Work to be completed
Please rewrite the material from its start through the line containing "x=458, y=185", requests included, moving every x and y coordinate in the answers up by 99 while keeping the sample points in the requests as they are. Leave the pictures out.

Collection entries
------
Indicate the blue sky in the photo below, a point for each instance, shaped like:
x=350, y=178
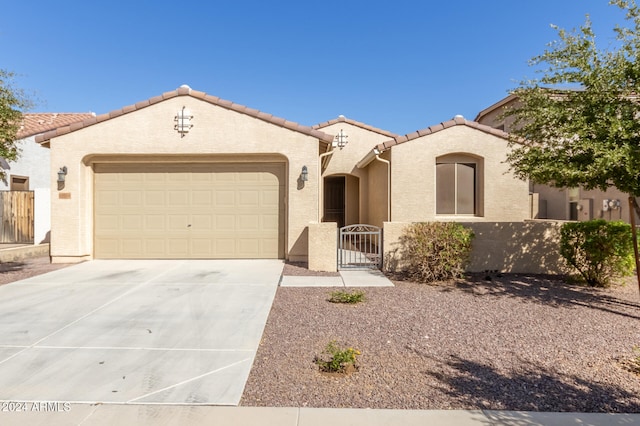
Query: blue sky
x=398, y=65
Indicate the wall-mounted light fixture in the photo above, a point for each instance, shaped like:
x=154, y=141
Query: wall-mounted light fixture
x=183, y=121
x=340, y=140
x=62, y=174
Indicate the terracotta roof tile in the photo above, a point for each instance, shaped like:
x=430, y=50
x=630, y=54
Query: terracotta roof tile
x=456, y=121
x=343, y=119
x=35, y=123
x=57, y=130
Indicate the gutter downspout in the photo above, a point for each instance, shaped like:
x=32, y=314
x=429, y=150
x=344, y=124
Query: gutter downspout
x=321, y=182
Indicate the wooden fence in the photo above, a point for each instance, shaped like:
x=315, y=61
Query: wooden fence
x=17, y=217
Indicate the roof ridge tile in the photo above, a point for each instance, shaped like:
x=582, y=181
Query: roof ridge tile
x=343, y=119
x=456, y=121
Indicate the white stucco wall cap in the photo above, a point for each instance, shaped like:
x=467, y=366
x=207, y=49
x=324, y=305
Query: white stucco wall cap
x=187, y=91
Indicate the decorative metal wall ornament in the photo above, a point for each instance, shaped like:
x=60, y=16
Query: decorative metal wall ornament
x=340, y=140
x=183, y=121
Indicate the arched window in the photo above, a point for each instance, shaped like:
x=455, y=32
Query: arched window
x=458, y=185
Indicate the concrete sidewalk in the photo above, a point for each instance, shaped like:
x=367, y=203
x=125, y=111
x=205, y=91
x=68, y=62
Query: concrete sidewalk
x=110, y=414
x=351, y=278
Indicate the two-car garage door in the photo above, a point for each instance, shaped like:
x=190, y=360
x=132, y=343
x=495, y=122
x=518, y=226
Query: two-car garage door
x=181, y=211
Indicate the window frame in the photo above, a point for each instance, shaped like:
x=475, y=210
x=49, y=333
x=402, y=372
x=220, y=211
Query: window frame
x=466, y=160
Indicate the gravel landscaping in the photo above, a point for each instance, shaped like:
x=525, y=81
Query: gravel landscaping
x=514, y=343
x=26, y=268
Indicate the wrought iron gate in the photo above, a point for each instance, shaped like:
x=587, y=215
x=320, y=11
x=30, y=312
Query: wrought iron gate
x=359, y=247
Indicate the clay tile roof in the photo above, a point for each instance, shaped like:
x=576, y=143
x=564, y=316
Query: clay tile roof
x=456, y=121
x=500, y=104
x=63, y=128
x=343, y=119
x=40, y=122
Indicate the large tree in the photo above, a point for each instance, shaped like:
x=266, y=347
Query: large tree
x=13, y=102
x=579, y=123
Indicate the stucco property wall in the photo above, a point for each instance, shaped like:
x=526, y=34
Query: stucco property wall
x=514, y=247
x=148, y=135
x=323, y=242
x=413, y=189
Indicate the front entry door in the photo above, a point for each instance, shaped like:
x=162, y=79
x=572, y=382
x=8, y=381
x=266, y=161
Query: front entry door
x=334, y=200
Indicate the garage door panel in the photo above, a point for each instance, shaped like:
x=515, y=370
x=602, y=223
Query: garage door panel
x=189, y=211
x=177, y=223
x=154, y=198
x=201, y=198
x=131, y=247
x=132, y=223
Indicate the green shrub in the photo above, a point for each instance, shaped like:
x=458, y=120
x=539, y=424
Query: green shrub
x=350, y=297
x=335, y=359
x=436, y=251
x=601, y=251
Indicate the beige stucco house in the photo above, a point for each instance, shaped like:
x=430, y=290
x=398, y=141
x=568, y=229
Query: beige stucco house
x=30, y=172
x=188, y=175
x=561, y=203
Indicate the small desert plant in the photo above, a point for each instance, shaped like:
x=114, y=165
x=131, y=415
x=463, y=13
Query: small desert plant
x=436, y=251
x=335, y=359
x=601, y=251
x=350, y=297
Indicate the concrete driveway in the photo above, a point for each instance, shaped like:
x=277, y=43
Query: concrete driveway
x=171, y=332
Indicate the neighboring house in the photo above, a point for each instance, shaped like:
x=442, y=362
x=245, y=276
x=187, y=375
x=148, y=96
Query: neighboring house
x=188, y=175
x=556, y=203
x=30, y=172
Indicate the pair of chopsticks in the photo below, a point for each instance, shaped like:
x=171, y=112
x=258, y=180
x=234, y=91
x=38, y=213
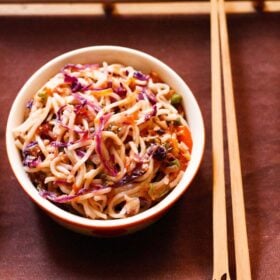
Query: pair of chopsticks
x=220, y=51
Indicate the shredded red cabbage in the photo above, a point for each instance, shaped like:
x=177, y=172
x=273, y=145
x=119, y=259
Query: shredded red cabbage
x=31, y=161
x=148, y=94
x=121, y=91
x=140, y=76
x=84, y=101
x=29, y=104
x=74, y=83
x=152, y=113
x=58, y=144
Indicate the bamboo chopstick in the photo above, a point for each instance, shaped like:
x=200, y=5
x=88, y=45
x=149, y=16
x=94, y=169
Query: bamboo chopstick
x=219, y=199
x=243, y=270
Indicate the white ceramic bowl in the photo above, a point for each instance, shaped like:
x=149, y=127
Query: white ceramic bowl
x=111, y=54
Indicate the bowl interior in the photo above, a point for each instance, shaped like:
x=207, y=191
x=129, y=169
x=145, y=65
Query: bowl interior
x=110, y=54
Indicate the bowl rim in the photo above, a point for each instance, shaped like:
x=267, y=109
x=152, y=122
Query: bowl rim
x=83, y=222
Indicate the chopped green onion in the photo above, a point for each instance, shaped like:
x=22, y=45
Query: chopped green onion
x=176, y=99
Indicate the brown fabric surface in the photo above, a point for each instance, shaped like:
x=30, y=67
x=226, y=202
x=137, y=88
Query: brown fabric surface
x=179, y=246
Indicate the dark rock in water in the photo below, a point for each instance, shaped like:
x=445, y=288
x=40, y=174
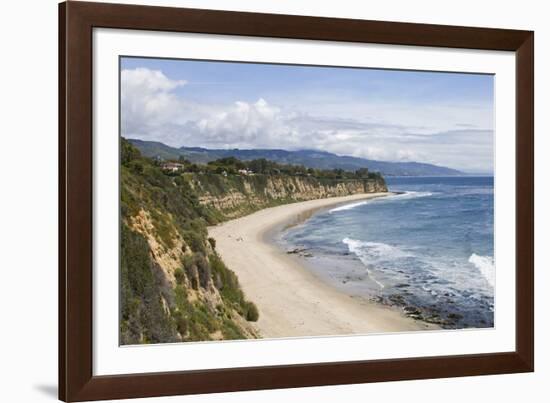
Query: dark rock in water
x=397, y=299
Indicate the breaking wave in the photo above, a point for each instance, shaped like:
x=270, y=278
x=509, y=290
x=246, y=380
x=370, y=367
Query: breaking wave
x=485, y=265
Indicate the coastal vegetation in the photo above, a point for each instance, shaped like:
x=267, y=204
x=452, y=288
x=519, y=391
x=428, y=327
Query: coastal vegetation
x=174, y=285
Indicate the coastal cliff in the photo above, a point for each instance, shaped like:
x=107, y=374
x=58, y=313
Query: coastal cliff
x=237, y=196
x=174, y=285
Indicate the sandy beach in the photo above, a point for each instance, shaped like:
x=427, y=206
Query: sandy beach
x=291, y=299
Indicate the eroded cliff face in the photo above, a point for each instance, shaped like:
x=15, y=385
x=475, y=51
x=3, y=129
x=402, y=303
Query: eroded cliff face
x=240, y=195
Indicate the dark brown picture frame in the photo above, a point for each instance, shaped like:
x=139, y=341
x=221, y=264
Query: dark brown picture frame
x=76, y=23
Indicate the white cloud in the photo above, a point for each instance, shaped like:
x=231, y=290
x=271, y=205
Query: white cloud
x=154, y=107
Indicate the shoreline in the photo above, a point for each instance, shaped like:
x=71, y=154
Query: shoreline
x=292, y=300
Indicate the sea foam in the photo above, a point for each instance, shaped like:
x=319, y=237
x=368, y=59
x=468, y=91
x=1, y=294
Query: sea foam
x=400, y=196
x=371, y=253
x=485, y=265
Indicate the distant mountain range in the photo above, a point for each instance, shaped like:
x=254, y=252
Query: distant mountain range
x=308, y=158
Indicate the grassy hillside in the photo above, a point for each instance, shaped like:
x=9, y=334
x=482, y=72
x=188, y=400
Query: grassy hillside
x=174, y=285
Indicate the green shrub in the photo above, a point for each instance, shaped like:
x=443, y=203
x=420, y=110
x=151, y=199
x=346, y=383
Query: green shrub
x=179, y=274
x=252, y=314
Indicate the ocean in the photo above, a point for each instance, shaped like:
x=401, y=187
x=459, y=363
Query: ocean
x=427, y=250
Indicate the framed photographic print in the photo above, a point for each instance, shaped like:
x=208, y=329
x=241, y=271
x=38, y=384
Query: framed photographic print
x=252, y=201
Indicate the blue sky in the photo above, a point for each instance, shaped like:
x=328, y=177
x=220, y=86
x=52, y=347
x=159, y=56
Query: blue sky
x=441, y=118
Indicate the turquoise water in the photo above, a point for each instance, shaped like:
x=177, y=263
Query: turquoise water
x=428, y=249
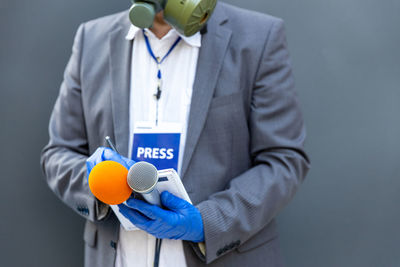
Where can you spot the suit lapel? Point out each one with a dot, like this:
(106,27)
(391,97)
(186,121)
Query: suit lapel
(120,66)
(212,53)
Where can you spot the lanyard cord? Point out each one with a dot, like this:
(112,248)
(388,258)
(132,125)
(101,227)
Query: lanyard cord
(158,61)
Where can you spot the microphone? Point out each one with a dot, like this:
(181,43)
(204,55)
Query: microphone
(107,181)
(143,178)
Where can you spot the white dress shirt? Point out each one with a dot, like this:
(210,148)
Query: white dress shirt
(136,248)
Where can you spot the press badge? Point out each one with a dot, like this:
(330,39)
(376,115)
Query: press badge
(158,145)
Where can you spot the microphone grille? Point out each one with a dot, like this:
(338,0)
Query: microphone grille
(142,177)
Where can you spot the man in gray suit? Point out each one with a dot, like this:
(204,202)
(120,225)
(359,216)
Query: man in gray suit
------
Exercise result
Indicate the blue sky in the photo below, a point for each instance, shaped like:
x=350, y=178
Query: blue sky
x=497, y=164
Indicate the wall-mounted light fixture in the photo above, a point for each instance, shaped like:
x=154, y=141
Query: wall-mounted light fixture
x=282, y=220
x=439, y=239
x=161, y=273
Indicate the terracotta roof tile in the photo above, a point for each instance, shaped like:
x=430, y=50
x=630, y=54
Query: terracotta roof tile
x=555, y=220
x=442, y=218
x=134, y=222
x=156, y=229
Indicate the gutter downspout in the photo above, a point for each instance, shaped like:
x=32, y=314
x=429, y=150
x=344, y=124
Query: gutter downspout
x=420, y=281
Indicate the wooden fence in the photo above, a point for each instance, shaped like:
x=315, y=61
Query: wooden fence
x=116, y=316
Indicate the roof ridge tile in the photo above, a point for each instance, shaped like:
x=582, y=181
Query: roof ridge tile
x=442, y=218
x=555, y=220
Indicate the white stucco wall cap in the photo above, a point for each instance, shaped like:
x=467, y=366
x=207, y=49
x=324, y=305
Query: white stucco wall cap
x=286, y=190
Indicate the decorative metal wall ornament in the photo above, a point for each instance, shaped like:
x=60, y=16
Query: decorative metal wall ornament
x=439, y=239
x=282, y=220
Indicate the arched window in the photo above, a point for each instance, shaped like:
x=455, y=32
Query: arched window
x=557, y=284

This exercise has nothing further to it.